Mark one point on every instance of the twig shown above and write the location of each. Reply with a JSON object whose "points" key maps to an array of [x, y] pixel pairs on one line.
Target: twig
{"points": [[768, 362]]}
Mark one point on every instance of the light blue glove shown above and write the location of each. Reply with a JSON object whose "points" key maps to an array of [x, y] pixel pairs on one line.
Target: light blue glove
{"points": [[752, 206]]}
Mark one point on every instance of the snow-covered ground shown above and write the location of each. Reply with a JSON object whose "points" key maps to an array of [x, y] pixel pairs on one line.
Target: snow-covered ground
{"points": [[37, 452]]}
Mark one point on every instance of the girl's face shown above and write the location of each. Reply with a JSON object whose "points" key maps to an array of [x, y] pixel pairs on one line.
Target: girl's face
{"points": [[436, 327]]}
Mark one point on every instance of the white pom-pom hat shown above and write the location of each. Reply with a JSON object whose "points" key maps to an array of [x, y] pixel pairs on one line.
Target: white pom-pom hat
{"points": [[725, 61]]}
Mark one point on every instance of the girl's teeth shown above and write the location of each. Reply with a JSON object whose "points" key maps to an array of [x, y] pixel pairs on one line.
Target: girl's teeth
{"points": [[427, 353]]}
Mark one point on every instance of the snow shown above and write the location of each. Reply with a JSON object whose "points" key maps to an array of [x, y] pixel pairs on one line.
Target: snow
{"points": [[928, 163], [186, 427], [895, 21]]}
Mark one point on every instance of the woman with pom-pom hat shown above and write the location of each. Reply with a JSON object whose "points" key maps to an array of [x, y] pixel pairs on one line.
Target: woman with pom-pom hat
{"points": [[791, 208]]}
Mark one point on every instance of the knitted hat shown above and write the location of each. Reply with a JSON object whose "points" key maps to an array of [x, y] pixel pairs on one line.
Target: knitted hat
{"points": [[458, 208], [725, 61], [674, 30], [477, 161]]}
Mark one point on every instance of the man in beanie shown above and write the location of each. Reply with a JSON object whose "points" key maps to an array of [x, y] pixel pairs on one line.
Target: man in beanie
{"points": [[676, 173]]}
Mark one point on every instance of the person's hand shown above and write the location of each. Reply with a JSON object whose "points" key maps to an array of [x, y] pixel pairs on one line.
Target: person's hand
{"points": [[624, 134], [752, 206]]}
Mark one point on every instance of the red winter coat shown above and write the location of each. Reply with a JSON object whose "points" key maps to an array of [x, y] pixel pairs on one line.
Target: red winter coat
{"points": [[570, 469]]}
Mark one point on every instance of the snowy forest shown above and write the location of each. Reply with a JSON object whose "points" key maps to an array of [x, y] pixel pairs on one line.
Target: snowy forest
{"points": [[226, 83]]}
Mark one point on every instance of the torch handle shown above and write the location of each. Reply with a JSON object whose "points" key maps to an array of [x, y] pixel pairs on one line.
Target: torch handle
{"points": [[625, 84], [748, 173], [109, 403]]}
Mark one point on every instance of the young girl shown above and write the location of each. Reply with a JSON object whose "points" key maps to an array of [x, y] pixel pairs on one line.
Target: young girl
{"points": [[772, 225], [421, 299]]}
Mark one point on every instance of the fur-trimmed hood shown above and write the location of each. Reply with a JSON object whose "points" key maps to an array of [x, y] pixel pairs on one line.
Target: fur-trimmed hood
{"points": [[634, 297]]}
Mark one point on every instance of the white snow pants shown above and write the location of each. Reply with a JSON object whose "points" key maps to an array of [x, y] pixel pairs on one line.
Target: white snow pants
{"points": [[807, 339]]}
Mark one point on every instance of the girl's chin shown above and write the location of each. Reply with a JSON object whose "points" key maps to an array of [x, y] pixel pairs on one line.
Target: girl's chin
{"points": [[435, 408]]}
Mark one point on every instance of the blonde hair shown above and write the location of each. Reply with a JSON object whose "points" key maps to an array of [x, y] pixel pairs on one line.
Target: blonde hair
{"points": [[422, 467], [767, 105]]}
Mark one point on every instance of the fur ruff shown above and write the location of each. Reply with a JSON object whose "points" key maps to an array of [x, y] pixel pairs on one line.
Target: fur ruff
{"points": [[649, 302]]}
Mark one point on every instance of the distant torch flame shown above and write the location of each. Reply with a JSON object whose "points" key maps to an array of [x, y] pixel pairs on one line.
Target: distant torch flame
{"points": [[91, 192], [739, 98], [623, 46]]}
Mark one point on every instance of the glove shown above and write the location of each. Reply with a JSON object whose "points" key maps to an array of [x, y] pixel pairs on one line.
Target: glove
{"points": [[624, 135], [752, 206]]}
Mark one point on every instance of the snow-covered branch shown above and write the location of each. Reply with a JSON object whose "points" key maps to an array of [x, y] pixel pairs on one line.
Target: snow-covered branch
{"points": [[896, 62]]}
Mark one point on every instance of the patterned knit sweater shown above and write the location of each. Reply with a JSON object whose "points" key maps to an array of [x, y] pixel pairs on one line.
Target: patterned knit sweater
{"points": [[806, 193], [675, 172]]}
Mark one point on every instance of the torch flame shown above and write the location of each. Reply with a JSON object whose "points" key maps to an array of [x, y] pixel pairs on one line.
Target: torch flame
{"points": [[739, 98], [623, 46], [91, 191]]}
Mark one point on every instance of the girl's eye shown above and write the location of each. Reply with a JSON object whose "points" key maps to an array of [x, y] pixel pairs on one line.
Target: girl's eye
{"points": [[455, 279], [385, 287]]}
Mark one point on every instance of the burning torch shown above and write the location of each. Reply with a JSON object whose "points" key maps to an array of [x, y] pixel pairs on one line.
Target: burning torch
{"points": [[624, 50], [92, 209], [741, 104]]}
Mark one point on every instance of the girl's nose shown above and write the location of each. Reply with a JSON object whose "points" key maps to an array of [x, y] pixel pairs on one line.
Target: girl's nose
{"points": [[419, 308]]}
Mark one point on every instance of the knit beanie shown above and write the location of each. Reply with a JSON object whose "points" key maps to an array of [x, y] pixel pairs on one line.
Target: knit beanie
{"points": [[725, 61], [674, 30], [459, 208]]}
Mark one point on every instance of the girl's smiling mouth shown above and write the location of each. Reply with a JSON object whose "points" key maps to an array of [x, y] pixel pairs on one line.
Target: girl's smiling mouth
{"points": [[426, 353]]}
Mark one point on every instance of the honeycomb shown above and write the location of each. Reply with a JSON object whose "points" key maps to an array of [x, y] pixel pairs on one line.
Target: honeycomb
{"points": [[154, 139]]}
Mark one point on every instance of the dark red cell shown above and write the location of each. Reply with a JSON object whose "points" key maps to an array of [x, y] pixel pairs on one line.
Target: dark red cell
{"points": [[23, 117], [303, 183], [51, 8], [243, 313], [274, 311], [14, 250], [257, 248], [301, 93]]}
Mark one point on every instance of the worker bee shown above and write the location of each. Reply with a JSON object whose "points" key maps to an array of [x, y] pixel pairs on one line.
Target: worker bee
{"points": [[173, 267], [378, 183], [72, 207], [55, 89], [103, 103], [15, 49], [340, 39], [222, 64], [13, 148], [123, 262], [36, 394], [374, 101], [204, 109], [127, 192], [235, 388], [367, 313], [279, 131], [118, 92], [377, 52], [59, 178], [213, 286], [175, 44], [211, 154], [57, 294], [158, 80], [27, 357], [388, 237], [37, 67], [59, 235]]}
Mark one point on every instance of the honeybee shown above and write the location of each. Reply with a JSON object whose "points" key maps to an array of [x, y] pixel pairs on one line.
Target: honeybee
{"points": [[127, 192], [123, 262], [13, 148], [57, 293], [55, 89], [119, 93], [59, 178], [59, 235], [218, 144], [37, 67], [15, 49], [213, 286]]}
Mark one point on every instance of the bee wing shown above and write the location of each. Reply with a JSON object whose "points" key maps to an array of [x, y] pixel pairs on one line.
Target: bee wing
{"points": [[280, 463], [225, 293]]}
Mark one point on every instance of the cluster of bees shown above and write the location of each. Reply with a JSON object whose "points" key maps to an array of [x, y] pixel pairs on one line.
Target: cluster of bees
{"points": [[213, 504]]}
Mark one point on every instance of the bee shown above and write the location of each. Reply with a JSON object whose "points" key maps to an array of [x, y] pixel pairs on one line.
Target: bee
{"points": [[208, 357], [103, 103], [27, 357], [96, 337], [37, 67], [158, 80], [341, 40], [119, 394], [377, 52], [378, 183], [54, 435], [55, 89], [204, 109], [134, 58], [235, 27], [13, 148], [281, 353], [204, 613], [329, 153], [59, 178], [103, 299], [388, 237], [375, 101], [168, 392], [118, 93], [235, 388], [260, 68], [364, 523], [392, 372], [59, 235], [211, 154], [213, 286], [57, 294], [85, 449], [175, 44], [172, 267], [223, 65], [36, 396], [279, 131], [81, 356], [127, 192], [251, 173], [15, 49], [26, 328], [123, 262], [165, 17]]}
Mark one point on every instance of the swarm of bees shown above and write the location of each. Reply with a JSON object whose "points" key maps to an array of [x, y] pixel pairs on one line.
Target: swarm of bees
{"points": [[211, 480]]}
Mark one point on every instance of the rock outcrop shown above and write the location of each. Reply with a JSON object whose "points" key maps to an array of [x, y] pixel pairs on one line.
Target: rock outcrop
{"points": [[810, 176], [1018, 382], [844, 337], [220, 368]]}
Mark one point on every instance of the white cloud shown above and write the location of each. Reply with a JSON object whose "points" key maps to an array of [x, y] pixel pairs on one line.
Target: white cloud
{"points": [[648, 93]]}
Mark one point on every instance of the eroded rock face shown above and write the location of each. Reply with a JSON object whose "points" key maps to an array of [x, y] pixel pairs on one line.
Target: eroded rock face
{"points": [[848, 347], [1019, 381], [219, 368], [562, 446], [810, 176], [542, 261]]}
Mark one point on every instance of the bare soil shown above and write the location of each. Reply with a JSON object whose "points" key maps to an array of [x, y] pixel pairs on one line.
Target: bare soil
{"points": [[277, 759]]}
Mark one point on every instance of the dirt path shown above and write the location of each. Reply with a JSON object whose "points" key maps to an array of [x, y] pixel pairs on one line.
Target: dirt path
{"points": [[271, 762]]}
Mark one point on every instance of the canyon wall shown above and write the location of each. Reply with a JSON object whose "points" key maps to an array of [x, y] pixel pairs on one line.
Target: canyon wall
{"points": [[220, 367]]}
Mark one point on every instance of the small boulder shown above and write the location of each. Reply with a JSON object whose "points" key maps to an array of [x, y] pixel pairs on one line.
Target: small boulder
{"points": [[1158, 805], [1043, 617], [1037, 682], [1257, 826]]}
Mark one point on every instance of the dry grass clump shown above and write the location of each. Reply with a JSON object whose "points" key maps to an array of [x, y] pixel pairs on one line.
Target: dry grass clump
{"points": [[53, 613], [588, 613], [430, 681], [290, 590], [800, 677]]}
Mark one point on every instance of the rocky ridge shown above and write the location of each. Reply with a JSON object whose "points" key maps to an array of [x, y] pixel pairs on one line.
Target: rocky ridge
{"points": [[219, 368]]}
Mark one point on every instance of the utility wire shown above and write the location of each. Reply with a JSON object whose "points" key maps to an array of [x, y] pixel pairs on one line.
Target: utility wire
+ + + + + + +
[Work instructions]
Spot the lines above that mention "utility" and copy them.

[Output for this task]
Mark one point on every instance of the utility wire shown above and write the location of each. Reply with a JSON object whose "points" key maps to an array of [x, y] pixel pairs on one line.
Target: utility wire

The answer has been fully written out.